* [BRIEF 1]: Please rewrite the paragraph of the text on blood sugar spikes below that begins "The consumption of carbohydrates" as a short bulleted list, keeping its main facts.
* [BRIEF 2]:
Answer these questions from the text on blood sugar spikes below:
(a) How many Americans currently have diabetes?
(b) Which organ releases insulin?
(c) What method of reducing carb intake is named?
* [BRIEF 3]: Summarize the text on blood sugar spikes below in two sentences.

* [DOCUMENT TEXT]:

Blood sugar spikes can lead to short-term symptoms such as fatigue and increased appetite, and over time, they can contribute to ineffective blood sugar regulation, potentially leading to type 2 diabetes. The prevalence of diabetes is on the rise, with 29 million Americans currently affected, and a concerning 25% of them are unaware of their condition. Furthermore, blood sugar spikes can have adverse effects on cardiovascular health, including the hardening and narrowing of blood vessels, increasing the risk of heart attacks and strokes. Let’s read more to find out how to manage your sugar spikes daily.
Opt for a Low-Carb Diet
The consumption of carbohydrates (carbs) is directly associated with elevated blood sugar levels. Carbs are broken down into simple sugars, which enter the bloodstream, prompting insulin release from the pancreas. Insulin assists in sugar absorption by cells, thereby reducing blood sugar levels. Numerous studies indicate that adopting a low-carb diet is a practical approach to preventing blood sugar spikes. Additionally, low-carb diets can aid in weight loss, which further helps to regulate blood sugar levels. There are various methods to reduce carb intake, including carb counting.

* [ENTRIES SUPPLIED]:
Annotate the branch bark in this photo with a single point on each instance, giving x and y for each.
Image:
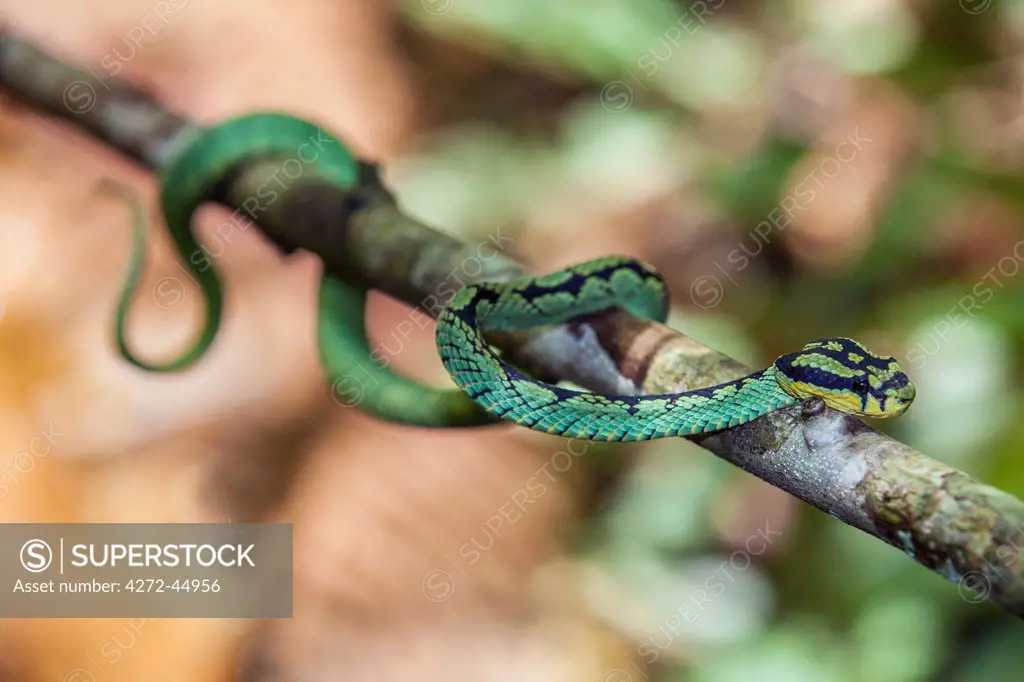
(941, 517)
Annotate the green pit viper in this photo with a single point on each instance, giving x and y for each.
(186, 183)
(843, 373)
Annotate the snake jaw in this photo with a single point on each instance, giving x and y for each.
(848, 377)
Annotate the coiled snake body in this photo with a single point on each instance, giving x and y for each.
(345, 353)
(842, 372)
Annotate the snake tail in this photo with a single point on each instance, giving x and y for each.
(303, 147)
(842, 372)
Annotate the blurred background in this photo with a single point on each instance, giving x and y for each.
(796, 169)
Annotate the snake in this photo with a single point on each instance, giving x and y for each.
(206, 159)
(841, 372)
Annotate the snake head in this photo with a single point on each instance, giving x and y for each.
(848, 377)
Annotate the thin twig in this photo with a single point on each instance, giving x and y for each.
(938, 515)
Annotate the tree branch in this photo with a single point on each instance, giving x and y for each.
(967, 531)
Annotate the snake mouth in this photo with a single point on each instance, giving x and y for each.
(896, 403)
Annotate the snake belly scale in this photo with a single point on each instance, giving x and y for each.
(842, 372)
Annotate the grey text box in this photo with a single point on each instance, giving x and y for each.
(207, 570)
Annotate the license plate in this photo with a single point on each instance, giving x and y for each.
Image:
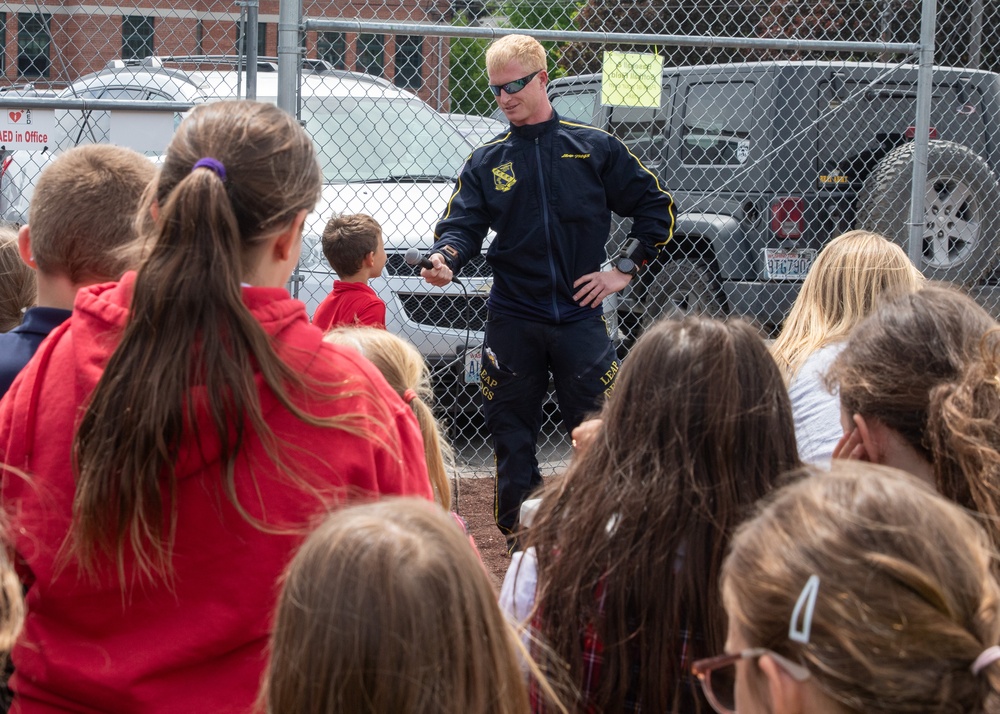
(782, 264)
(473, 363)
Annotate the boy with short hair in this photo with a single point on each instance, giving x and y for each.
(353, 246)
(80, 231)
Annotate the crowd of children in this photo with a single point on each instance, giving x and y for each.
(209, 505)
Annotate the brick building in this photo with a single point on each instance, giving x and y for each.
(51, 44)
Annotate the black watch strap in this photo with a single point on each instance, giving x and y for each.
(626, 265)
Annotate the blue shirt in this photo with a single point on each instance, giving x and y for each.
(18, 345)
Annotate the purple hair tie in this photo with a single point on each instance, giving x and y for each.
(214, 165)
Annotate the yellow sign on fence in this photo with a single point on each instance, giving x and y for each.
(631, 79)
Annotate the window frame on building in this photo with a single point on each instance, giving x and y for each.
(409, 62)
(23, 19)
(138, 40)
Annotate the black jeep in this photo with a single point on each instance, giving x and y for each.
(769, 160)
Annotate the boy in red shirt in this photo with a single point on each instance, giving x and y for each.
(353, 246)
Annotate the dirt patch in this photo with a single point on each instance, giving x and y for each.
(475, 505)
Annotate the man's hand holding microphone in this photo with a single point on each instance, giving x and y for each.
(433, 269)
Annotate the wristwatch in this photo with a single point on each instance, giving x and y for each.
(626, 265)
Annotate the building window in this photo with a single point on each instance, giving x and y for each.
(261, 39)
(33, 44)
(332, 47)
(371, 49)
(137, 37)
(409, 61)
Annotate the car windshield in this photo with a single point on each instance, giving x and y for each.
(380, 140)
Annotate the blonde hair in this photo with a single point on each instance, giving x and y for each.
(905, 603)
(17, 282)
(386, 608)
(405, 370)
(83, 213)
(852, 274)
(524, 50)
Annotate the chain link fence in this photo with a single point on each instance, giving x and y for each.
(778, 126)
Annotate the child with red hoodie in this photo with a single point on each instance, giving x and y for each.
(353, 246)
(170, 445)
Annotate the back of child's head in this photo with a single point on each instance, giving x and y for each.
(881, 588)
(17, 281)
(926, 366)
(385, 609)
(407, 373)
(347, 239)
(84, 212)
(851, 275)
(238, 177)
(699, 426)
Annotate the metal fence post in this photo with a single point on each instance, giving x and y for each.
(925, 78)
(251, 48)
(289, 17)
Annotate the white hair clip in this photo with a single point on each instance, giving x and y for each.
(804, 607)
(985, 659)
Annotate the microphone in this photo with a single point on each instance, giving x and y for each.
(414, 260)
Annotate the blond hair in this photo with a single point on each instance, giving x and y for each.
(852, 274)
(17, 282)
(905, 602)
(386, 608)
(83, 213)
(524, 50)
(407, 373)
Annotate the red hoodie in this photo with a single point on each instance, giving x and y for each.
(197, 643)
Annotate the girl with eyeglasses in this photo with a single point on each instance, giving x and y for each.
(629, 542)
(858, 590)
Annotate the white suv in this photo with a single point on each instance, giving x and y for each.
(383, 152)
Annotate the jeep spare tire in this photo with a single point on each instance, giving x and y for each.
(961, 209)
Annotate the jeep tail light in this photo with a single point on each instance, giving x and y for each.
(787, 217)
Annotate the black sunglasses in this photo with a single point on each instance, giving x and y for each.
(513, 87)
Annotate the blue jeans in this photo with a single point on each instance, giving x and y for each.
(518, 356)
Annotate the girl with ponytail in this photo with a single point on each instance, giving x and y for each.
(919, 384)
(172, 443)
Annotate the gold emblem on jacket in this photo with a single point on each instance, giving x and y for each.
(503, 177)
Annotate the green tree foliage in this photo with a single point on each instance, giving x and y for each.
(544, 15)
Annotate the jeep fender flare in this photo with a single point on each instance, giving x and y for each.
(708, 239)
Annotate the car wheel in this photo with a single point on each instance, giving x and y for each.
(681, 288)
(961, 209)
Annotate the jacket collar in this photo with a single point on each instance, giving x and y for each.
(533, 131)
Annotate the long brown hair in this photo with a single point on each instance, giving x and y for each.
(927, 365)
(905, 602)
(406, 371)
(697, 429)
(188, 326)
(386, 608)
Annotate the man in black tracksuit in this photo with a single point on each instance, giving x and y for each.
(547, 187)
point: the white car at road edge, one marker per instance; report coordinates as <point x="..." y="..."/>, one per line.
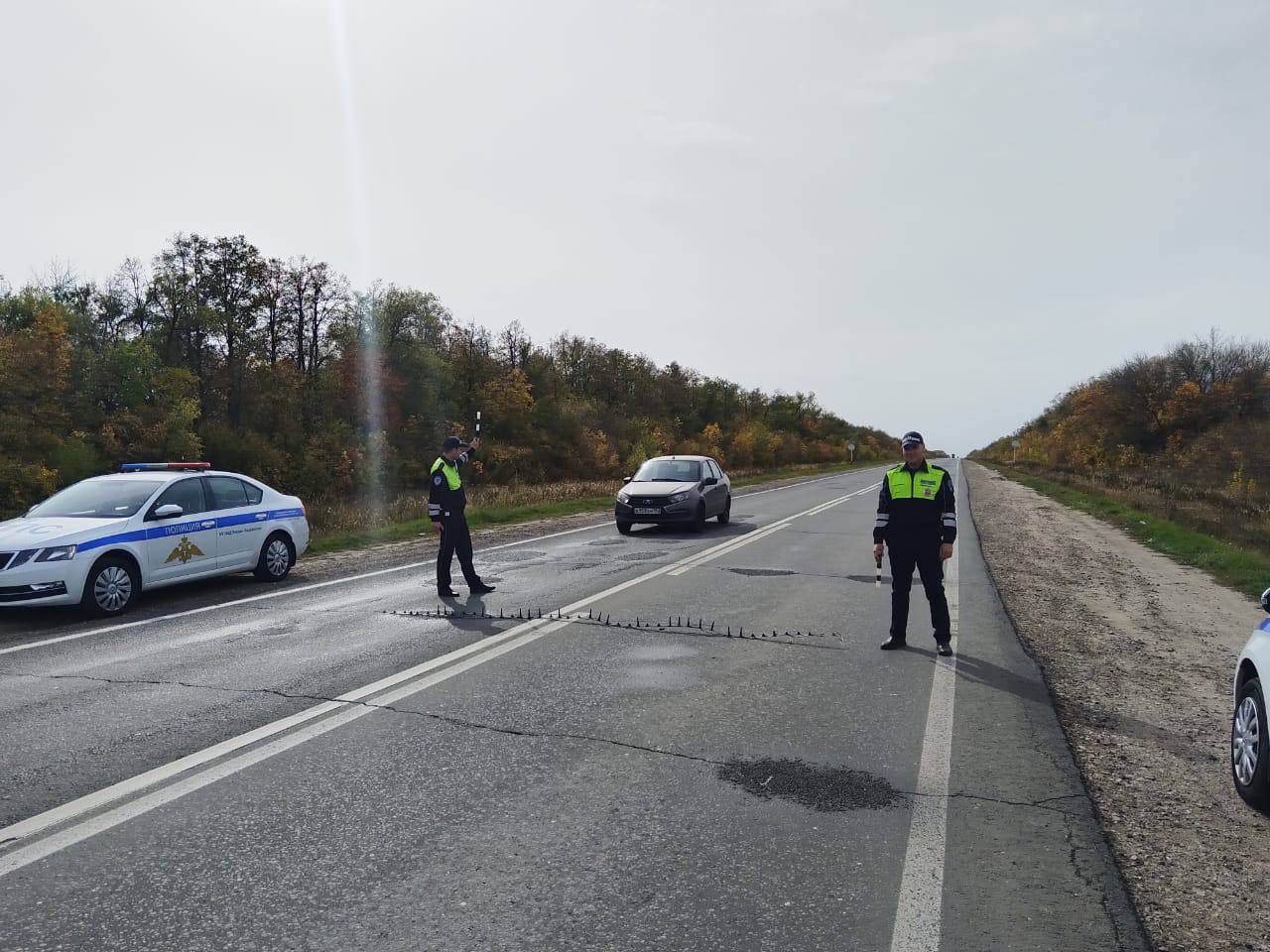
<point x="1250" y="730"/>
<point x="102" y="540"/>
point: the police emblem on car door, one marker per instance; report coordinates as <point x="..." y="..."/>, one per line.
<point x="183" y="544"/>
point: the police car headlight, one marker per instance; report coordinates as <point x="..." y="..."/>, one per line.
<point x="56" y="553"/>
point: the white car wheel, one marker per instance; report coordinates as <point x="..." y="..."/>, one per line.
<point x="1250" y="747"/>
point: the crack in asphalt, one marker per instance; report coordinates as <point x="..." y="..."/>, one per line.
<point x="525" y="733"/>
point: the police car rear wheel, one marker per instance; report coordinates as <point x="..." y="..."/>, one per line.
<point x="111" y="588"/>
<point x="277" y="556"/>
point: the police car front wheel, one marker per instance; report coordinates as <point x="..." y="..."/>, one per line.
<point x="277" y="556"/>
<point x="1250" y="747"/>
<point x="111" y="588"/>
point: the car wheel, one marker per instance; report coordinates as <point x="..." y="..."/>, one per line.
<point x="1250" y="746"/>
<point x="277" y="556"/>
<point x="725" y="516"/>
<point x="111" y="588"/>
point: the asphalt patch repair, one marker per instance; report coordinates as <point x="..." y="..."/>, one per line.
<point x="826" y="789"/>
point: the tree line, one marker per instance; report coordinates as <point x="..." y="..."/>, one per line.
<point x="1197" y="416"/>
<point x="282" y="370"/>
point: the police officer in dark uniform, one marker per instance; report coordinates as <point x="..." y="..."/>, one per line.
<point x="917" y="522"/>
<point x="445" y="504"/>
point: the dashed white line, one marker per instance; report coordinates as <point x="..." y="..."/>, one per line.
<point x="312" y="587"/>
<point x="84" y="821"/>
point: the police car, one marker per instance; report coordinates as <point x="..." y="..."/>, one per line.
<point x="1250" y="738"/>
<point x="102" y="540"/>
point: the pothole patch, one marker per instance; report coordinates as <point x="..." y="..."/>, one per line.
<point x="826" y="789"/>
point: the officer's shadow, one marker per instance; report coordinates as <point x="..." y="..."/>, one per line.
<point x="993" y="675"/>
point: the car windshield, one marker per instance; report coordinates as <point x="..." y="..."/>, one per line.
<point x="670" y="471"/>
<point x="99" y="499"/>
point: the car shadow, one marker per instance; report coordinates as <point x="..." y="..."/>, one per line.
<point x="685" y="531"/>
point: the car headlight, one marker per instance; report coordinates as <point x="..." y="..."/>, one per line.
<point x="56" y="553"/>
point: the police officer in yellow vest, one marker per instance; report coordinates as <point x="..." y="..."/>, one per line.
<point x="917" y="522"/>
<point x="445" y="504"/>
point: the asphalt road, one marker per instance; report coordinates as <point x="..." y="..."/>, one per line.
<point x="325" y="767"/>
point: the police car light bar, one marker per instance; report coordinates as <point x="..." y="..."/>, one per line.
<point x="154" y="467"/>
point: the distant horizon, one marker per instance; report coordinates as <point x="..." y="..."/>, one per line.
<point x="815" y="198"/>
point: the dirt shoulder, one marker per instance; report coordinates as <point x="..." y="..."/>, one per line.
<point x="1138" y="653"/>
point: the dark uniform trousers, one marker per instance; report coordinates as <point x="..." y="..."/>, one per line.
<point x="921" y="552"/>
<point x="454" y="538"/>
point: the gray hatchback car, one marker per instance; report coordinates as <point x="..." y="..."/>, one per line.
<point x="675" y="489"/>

* [RESPONSE BOX 1]:
- Eating carbs is directly linked to higher blood sugar.
- Carbs break down into simple sugars that enter the bloodstream and prompt the pancreas to release insulin.
- Insulin helps cells absorb sugar, which lowers blood sugar levels.
- Many studies show a low-carb diet is a practical way to prevent blood sugar spikes.
- Low-carb diets can also aid weight loss, which further helps regulate blood sugar.
- Carb counting is one way to cut carb intake.

* [RESPONSE BOX 2]:
(a) 29 million.
(b) The pancreas.
(c) Carb counting.

* [RESPONSE BOX 3]: Blood sugar spikes can cause fatigue and increased appetite, may contribute to type 2 diabetes over time, and can harm cardiovascular health by hardening and narrowing blood vessels. Because carbs raise blood sugar, a low-carb diet is a practical way to prevent spikes and can also aid weight loss.